● ASSIGNMENT:
Among the entries below, one line contains "of the utility" and another contains "the green grass". Transcribe those two lines and every line between them, exactly.

↓↓↓

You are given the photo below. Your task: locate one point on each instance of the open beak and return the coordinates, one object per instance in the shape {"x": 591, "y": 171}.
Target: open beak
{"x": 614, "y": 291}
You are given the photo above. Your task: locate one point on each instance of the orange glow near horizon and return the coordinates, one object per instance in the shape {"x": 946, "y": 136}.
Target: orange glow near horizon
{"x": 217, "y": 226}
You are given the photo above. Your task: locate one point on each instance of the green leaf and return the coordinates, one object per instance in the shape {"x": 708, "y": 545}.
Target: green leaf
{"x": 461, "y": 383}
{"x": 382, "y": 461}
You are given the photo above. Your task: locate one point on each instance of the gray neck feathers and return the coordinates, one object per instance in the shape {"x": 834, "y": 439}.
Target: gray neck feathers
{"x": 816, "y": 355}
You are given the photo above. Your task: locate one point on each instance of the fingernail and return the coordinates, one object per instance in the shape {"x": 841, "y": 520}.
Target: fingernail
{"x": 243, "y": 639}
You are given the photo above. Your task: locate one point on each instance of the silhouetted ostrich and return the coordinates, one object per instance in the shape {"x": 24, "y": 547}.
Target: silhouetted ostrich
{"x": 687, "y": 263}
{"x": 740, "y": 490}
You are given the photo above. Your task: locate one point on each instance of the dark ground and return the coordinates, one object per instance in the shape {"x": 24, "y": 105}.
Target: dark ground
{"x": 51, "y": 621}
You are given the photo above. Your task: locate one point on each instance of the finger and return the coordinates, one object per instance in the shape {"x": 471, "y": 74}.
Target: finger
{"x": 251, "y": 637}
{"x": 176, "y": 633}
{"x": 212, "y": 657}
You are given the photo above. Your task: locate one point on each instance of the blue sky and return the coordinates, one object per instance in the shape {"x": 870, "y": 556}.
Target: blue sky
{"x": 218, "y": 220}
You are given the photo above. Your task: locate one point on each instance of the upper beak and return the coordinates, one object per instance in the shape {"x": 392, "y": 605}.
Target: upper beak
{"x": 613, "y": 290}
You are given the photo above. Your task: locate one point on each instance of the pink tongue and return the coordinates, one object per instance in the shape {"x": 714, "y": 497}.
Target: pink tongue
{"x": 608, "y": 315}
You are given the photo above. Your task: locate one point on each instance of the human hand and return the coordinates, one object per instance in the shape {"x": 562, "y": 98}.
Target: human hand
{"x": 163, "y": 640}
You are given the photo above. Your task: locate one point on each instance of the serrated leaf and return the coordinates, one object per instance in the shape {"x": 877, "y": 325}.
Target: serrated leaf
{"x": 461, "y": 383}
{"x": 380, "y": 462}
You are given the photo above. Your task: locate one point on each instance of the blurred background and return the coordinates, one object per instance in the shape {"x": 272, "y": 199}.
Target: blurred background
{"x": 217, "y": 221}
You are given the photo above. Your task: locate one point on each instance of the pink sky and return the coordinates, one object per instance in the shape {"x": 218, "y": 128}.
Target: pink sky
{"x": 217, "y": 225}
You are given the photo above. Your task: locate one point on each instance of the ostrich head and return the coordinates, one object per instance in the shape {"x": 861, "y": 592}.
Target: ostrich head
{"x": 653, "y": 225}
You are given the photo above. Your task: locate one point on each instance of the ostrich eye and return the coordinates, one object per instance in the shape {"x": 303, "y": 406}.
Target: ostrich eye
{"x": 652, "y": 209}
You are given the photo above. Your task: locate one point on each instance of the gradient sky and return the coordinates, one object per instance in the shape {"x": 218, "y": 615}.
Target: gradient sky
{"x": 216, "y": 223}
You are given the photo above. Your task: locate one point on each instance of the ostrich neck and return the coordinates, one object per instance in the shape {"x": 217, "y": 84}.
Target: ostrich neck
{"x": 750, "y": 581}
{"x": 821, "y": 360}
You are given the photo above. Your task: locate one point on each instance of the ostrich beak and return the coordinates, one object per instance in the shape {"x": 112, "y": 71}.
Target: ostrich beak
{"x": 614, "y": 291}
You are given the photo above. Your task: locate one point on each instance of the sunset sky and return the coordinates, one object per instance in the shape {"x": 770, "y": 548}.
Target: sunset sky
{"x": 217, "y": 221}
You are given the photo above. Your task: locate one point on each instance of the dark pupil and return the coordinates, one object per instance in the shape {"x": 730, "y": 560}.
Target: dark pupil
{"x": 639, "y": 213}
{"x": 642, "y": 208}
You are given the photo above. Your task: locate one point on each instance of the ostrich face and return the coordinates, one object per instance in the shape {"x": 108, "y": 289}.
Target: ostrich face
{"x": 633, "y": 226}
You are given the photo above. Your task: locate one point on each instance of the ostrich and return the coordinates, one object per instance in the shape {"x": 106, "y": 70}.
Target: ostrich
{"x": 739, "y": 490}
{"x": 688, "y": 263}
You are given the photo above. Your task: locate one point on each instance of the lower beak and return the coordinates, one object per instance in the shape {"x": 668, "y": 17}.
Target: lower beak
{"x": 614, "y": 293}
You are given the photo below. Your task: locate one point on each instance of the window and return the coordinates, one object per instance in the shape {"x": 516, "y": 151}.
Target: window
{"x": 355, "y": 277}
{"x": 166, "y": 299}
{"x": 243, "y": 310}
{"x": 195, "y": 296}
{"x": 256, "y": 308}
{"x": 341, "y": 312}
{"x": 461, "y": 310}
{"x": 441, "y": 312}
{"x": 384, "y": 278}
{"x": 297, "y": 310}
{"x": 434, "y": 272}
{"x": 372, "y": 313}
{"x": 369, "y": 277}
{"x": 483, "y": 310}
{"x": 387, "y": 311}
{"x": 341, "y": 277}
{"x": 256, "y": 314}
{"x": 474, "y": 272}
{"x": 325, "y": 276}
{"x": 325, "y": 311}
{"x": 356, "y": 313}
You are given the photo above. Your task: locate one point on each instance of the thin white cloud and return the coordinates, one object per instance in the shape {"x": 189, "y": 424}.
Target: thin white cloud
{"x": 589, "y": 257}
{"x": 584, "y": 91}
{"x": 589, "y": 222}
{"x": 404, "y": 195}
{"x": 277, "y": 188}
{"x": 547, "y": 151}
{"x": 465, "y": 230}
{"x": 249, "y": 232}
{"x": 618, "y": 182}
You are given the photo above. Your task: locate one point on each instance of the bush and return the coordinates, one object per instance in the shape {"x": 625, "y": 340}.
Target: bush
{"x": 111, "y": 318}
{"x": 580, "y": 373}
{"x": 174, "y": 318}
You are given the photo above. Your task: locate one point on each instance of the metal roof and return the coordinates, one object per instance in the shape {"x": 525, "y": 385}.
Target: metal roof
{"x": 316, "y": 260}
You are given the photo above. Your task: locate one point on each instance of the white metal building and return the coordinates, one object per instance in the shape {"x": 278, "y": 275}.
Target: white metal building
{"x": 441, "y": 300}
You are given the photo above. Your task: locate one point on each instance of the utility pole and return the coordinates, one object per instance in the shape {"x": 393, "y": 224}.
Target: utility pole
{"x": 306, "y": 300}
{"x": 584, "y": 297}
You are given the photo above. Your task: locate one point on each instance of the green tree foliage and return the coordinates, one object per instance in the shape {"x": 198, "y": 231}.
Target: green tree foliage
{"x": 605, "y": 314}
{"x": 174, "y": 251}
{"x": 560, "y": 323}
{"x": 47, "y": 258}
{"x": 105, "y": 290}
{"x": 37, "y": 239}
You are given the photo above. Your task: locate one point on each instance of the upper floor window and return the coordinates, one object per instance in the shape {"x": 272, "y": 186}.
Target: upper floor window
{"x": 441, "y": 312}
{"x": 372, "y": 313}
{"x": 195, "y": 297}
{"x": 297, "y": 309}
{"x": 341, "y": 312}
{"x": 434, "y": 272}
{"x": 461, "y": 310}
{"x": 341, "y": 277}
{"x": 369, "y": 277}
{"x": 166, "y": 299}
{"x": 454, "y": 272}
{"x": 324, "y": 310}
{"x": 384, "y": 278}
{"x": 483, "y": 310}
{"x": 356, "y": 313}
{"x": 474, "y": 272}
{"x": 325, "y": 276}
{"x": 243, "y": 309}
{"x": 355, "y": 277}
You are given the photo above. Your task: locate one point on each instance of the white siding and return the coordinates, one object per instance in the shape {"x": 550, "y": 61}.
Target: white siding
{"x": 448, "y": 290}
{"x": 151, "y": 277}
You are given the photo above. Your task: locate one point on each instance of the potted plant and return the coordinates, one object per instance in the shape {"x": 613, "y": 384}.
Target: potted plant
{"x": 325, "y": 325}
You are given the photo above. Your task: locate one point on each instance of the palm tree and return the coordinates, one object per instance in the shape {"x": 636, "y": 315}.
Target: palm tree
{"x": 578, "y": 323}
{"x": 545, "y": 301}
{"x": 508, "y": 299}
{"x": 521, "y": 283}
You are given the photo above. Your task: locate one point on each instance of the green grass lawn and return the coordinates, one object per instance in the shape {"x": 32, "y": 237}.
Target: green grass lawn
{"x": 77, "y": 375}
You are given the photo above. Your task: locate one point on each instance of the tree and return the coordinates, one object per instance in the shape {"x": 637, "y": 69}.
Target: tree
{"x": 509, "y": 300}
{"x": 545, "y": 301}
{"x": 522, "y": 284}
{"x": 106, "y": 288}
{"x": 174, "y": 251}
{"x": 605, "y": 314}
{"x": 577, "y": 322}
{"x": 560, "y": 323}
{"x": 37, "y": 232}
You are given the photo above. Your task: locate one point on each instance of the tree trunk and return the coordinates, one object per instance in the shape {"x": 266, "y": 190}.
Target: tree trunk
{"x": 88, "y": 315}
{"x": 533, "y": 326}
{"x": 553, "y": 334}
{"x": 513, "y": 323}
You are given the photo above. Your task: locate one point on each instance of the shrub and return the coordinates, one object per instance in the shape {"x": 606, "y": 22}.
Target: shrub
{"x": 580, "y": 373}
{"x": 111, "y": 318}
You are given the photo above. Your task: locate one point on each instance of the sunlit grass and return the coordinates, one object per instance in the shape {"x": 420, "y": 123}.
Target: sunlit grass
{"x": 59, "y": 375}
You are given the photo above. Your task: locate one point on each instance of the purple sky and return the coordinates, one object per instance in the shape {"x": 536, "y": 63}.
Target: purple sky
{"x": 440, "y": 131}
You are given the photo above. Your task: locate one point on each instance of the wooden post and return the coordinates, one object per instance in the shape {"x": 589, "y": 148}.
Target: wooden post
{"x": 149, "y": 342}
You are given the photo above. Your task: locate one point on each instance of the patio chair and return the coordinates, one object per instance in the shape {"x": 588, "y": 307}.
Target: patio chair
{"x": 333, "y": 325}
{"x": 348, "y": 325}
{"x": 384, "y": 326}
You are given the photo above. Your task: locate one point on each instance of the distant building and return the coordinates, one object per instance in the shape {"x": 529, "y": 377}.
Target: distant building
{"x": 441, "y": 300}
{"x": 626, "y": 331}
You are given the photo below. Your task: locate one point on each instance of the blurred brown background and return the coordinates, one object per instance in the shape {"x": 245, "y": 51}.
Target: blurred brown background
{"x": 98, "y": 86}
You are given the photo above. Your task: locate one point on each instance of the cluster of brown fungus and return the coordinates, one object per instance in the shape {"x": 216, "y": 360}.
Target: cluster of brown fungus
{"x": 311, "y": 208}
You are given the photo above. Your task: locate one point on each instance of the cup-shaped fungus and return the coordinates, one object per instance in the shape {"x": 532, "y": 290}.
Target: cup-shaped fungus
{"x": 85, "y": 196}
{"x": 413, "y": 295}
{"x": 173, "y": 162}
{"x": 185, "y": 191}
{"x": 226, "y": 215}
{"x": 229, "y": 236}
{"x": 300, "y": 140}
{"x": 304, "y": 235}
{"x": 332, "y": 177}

↑↑↑

● WRITTEN ANSWER:
You are given the photo above. Your task: locate one point on each instance of the utility pole and return the coordinates, one object per instance in the shape {"x": 393, "y": 224}.
Target: utility pole
{"x": 306, "y": 300}
{"x": 584, "y": 297}
You are given the photo above. Your task: locate one point on each instance of the green tree foliage and return the coordinates, one object per instance in the shape {"x": 198, "y": 231}.
Target: green tree foliage
{"x": 605, "y": 314}
{"x": 174, "y": 251}
{"x": 560, "y": 323}
{"x": 47, "y": 258}
{"x": 105, "y": 290}
{"x": 37, "y": 239}
You are given the photo above. Your task: locate one point on each instance of the upper floor window and return the coordinates, one object per instance in the shape {"x": 272, "y": 186}.
Target: upper floor window
{"x": 441, "y": 312}
{"x": 372, "y": 313}
{"x": 195, "y": 297}
{"x": 297, "y": 309}
{"x": 341, "y": 312}
{"x": 434, "y": 272}
{"x": 461, "y": 310}
{"x": 341, "y": 277}
{"x": 369, "y": 277}
{"x": 166, "y": 299}
{"x": 454, "y": 272}
{"x": 324, "y": 310}
{"x": 384, "y": 278}
{"x": 483, "y": 310}
{"x": 356, "y": 313}
{"x": 474, "y": 272}
{"x": 325, "y": 276}
{"x": 243, "y": 309}
{"x": 355, "y": 277}
You are given the photo above. Your task: locate one point on each instance of the white siding and return the coordinates, one object per instance in the shape {"x": 550, "y": 61}.
Target: white siding
{"x": 448, "y": 290}
{"x": 151, "y": 277}
You are given the photo above. Your task: locate one point on each instance of the potted plant and return the coordinates, one object per instance in the shape {"x": 613, "y": 384}.
Target: potted plant
{"x": 325, "y": 325}
You are given the photo above. Your task: locate one point on each instance of the palm tree and return the coordinates, one object per instance in the shape {"x": 636, "y": 315}.
Target: palm tree
{"x": 578, "y": 323}
{"x": 545, "y": 301}
{"x": 508, "y": 299}
{"x": 521, "y": 283}
You are given the photo above. Your task: locate one point on each instance of the green grass lawn and return the coordinates, one object per instance in the shape {"x": 32, "y": 237}.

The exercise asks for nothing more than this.